Data:
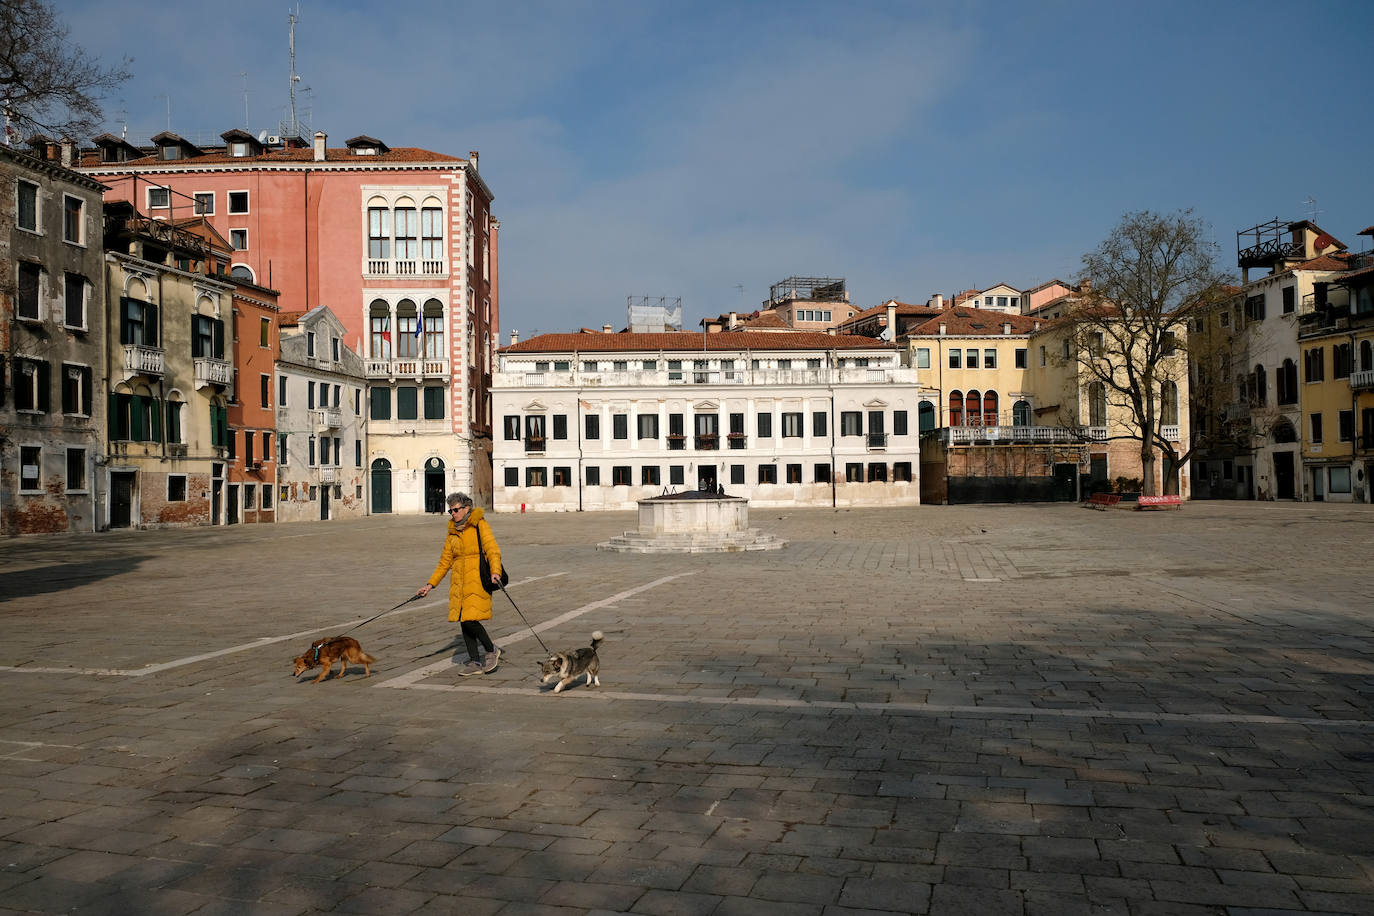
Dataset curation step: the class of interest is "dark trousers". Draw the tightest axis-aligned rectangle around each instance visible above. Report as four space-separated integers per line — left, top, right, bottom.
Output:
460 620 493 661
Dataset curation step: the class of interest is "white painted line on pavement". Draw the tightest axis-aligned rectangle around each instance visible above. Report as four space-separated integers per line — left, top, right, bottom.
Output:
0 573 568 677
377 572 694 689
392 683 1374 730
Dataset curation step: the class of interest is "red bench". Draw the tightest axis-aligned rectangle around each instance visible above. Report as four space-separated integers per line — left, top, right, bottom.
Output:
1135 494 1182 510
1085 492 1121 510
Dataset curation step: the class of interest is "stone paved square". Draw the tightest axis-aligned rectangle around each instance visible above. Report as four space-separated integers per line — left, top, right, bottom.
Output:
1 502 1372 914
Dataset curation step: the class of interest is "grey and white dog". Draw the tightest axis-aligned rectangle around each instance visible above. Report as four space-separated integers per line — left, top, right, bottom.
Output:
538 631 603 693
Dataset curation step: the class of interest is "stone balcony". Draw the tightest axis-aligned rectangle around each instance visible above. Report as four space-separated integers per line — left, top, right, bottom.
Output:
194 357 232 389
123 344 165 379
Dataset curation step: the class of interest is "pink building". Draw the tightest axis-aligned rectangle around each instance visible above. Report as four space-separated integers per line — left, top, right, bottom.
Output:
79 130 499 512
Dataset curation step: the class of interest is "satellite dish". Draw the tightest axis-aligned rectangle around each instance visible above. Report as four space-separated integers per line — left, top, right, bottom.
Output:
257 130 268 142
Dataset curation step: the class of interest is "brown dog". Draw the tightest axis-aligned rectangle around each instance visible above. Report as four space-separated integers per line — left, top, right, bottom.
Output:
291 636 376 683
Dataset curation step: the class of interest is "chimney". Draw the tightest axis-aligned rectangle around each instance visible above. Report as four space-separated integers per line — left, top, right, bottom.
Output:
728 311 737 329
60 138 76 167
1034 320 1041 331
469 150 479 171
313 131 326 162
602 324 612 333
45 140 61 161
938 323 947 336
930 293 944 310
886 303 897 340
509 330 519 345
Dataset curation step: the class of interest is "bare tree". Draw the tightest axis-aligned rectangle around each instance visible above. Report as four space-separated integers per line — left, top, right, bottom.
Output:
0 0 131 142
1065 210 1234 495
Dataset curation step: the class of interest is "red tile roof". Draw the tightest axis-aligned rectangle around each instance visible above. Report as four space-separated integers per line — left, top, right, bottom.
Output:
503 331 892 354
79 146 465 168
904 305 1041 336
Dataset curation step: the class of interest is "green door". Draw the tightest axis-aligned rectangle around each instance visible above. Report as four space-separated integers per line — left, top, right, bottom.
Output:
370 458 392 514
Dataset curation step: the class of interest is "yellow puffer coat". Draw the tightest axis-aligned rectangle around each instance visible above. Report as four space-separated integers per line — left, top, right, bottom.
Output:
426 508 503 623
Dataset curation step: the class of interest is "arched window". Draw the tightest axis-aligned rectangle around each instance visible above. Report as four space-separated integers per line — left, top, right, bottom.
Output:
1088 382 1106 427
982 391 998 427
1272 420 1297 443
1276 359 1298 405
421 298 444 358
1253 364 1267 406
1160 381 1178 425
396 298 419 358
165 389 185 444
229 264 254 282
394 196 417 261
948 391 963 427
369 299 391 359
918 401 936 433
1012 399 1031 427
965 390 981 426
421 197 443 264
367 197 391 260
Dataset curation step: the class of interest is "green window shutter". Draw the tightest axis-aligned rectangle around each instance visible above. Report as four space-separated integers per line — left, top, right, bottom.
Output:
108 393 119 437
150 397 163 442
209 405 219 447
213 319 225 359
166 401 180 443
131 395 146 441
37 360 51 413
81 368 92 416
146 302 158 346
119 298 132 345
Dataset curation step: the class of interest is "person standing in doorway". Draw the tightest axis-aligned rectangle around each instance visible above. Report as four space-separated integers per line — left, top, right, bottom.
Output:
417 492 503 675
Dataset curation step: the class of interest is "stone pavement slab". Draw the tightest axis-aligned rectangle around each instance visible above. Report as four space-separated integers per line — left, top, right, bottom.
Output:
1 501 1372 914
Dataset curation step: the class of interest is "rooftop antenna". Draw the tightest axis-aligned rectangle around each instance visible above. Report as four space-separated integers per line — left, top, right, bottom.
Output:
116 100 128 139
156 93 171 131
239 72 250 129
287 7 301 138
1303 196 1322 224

The problem:
Leaving out the pictures, transcribe the material above exactly.

Response to this exercise:
Dataset curation step: the class of interest is "dark trousers". Draw the tightest axis-aligned rectangle around each instance visible above. Report as four space-separated integers per line — left, top, right, bottom.
Output:
460 620 493 661
Dataset curation step: the class of interest is "white painted line on pavement". Draw the tightest axis-aligned rectangle around each instance visible above. Report as four space-separated integers per line — left, top, right, bottom.
Output:
0 573 568 677
377 572 694 689
392 683 1374 730
Dataset curation step: the class of interest is "red bench". Draw the tightest axis-aligned rectangle around each instance visible above. Report as four space-separated integers per line — left, top, right, bottom.
Output:
1135 494 1182 510
1085 492 1121 510
Dataset curation step: the class of interest is "stone paved square". Draw the tightest axis-aligned rectangle around each instance visible above. Report as four space-separated integers per line — left, top, right, bottom.
Output:
1 502 1372 914
Dataset curation step: the class of interest is "grey and white dog". Draw the tightest axis-aligned rectangle around each instance visible above. Report as four space-separated integers per line — left, top, right, bottom.
Output:
538 631 603 693
Dataset curation step: the class of interest is "stone balcony". Draw the tightest axis-aligned rectangle around each instance visible above. Report as four space-separated integers per line — left, top, right, bottom.
Output:
194 357 232 389
123 344 165 379
Dataset curation step: the class of interest is "pink building". Draw the tightest axis-aligned rectangle around each instance visible above. Report as four space-separated integers per line — left, top, right, bottom.
Output:
79 130 499 512
Dataset curation step: the class of interest is "satellite dish". Draw the tightest axis-aligned rectangle around each instance visible above. Report as four space-separated integers per line — left, top, right, bottom.
Output:
257 130 268 142
Dataset curation step: the class of interest is "brown dog". Draw the tightest axis-aligned rectangle around each instance visible above. Report as four space-separated integers per line — left, top, right, bottom.
Output:
291 636 376 683
Dataset curation step: the class of interest is "chimney". Draw the tightest axis-aligned rectangle around each instance visible above. Report as four space-separated integers per line — left, top, right, bottom.
Output:
728 311 737 329
60 138 76 167
1034 320 1041 331
469 150 479 171
313 131 326 162
602 324 612 333
45 140 61 161
938 323 947 336
930 293 944 310
886 303 897 340
509 330 519 345
Dataset curation step: the class of interest is "bare tree". Draw the tightest axis-aligned rectangle around each instance visible above. Report as four space-separated integers per line — left, top, right, bottom.
Output:
0 0 131 142
1065 210 1234 495
Dataset curation step: the class of interest is "red tile roof". Draw the tightest axis-aligned rectangle around each instance visible above. Report as four space-separated integers per line — left, top, right, bottom.
Output:
503 331 892 354
79 146 465 168
904 305 1041 336
Dataset curation step: the class of interest is "green door". Draw the tightest axis-aligned rectangle around each instance visible above. Report as four space-separated integers per line — left, top, right, bottom.
Output:
370 458 392 514
Dataset curation step: the class of interest is "yellow puffer coat". Draw the tightest axis-aligned rectangle around each instance visible above. Report as four space-separated integers per line — left, top, right, bottom.
Output:
426 508 503 623
Dataset curation step: the class of interest is "arched window". Draw the tightest axis-aligned rectangle around each instance visible above. Report as four space-separated integers per line — left, top, right, bottom.
Output:
1088 382 1106 427
982 391 998 427
1272 420 1297 443
1276 359 1298 405
421 298 444 358
1253 364 1267 406
1160 381 1178 425
396 298 419 358
165 389 185 444
229 264 254 282
394 196 417 261
948 391 963 427
369 299 391 359
918 401 936 433
1012 399 1031 427
965 390 981 426
421 197 443 264
367 197 391 260
Dataset curation step: the class of interest is "green window shutter". Draw the tightest axis-aligned rectangle around each instance visible above. Report as four space-separated integers per line — left, top, right, bottom.
Output:
108 393 119 437
150 397 163 442
209 405 219 447
213 319 225 359
166 401 180 443
131 395 146 441
37 360 51 413
81 368 92 416
146 302 158 346
119 298 132 345
Dataset curation step: the class of interest is "person standing in doorway". Draw the tightest axis-aligned rectangle around each instance visible above. Report as four space-separated integers per line — left, top, right, bottom.
Output:
417 492 503 675
Dataset curation step: the class of interest is "stone pavement slab". Draw the tightest axis-aligned rectangle around each instance visible above. Report as four space-separated integers per line — left, top, right, bottom.
Output:
1 501 1372 914
Dataset curation step: the class of interest is "rooftop antenna". Draw the tightest axis-aligned rectangle around each instance visible above. Report as four space-separated integers per line — left, top, right, bottom.
Output:
116 100 128 139
156 93 171 131
239 72 250 129
287 7 301 138
1303 196 1322 224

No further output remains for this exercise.